#### Stated task:
Reproduce the listing below line for line, keeping every character, bracket, and numeric value unchanged.

[Excerpts of bounding box data]
──────────
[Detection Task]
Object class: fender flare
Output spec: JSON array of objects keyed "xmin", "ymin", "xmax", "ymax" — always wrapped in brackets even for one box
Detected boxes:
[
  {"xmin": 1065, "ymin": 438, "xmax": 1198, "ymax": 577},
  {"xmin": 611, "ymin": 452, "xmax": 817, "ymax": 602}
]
──────────
#### Answer to the exercise:
[Detection Task]
Object class: fender flare
Output spec: JSON array of objects keyed "xmin", "ymin", "xmax", "ymax" — always wrapped in brackets even for one box
Detected boxes:
[
  {"xmin": 1065, "ymin": 438, "xmax": 1198, "ymax": 577},
  {"xmin": 611, "ymin": 452, "xmax": 817, "ymax": 602}
]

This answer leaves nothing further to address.